Directions: Your task is to write out all of the records once more, exactly.

*** Exercise data Section Begins ***

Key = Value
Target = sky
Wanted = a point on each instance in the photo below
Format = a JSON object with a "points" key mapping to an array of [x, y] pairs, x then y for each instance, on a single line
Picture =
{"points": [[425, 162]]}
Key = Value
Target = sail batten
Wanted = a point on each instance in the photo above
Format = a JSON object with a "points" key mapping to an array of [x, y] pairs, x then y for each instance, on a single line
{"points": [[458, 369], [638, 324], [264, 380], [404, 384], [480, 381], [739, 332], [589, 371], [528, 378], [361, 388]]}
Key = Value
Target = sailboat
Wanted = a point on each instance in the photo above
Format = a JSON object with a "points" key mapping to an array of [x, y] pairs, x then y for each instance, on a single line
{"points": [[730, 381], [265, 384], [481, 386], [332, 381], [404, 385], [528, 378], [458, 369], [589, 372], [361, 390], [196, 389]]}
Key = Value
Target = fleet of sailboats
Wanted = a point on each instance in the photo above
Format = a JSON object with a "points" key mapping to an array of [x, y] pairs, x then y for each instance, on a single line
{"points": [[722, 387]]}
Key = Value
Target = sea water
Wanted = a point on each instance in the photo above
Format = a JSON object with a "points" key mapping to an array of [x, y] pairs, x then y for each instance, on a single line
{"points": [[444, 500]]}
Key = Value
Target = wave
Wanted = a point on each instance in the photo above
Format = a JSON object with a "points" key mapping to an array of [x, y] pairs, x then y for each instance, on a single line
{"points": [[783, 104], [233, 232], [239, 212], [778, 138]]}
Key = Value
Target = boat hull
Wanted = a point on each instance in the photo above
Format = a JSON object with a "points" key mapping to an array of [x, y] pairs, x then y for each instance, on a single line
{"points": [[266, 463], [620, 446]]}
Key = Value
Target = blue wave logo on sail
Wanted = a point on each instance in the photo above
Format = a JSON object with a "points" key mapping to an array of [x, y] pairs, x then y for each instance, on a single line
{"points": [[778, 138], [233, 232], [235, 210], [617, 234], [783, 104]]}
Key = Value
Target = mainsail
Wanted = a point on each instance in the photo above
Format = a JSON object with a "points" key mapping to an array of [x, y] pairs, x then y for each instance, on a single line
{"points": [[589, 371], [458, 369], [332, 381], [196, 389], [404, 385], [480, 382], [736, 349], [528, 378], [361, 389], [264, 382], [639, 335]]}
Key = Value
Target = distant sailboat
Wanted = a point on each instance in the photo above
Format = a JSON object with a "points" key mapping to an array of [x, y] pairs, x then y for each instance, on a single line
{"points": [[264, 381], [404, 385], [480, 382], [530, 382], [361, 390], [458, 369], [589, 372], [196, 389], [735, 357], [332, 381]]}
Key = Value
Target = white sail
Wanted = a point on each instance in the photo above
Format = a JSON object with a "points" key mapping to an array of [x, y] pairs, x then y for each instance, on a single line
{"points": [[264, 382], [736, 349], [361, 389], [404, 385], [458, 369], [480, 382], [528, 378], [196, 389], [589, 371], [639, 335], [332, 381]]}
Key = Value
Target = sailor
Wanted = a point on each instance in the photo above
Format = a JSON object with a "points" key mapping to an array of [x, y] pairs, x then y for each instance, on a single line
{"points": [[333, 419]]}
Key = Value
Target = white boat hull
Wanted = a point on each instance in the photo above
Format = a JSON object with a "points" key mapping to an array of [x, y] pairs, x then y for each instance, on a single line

*** Exercise data Section Ends ***

Result below:
Key = Value
Target = sky
Wanted = a point on each instance in the photo below
Format = a JSON object with a "points" key mapping to an array of [x, y] pairs, x then y for each instance, on a single line
Picture =
{"points": [[425, 162]]}
Key = Value
Target = sail batten
Wanted = a point on each instance in the photo above
Format = a JSON object with a "points" key mapping to an array of [x, y] pairs, x then y for each instance, on a single line
{"points": [[458, 369], [638, 324], [264, 380], [404, 384], [480, 381], [739, 332], [589, 371], [528, 378], [361, 388]]}
Key = Value
Target = sailboat
Wanted = a point on each instance in the photo above
Format = a JSON object with a "points" key mapping to an array of [x, y] pairs, x then y for each instance, on a single line
{"points": [[730, 381], [265, 384], [481, 386], [332, 381], [404, 385], [528, 378], [458, 369], [589, 372], [361, 390], [196, 389]]}
Key = Value
Target = fleet of sailboats
Wanted = a point on each instance in the photo above
Format = a JSON object with a "points" key mapping to an array of [x, y] pairs, x then y for each instance, on a single line
{"points": [[722, 387]]}
Key = Value
Target = sea water
Wanted = a point on each instance in the photo above
Format = a JSON object with a "points" key mapping to an array of [x, y] pairs, x then y for each instance, on a single line
{"points": [[444, 500]]}
Key = Value
Target = wave
Wanted = a point on each instance in the photo above
Format = a JSON object with a "points" key mapping to an array of [x, y] pairs, x then y for each instance, on a single line
{"points": [[783, 104], [233, 232], [239, 212], [778, 138]]}
Key = Value
Target = boat hull
Wanted = a point on each instance in the photo above
Format = a JSON object with a "points" key mapping to an array of [x, y] pairs, x then y for each instance, on a single line
{"points": [[266, 463], [620, 446]]}
Key = Value
Target = blue wave logo on sail
Wanted = a point on each instance in the photo above
Format = a JSON object with a "points" key mapping to an array of [x, y] pairs, x then y for each instance, on a single line
{"points": [[778, 138], [233, 232], [235, 210], [617, 234], [783, 104]]}
Key = Value
Target = mainsail
Wanted = a point on each instance in the photo above
Format = a JSON object with a "points" key mapping to an array of [x, y] pairs, x then y for each instance, on a single line
{"points": [[589, 371], [458, 369], [332, 381], [196, 389], [404, 385], [480, 382], [736, 349], [528, 378], [361, 389], [264, 382], [639, 335]]}
Key = Value
Target = distant sailboat
Wanted = a point on each instance in the photo above
Format = a JSON object with a "points" key mapping to an array of [x, y] pairs, x then y for each instance, on a single line
{"points": [[264, 381], [404, 385], [480, 382], [530, 382], [361, 390], [458, 369], [589, 372], [196, 389], [735, 357], [332, 381]]}
Key = Value
Target = white sail
Wanted = a point on each instance in the photo above
Format = a JSON object with a "points" key mapping to an array of [x, y] pairs, x then y for each instance, on a single line
{"points": [[264, 382], [736, 349], [361, 389], [404, 385], [458, 369], [480, 382], [528, 378], [196, 389], [589, 371], [639, 335], [332, 381]]}
Key = Value
Target = sailor
Wanted = a point on each instance in the photo above
Format = a JSON object with a "points" key mapping to an array of [x, y] pairs, x then y for each instance, on a single line
{"points": [[333, 419]]}
Key = Value
Target = white boat hull
Wanted = a point on each instance in the photo above
Format = a JSON object with a "points" key mapping to an array of [x, y] pairs, x then y for each instance, on a single line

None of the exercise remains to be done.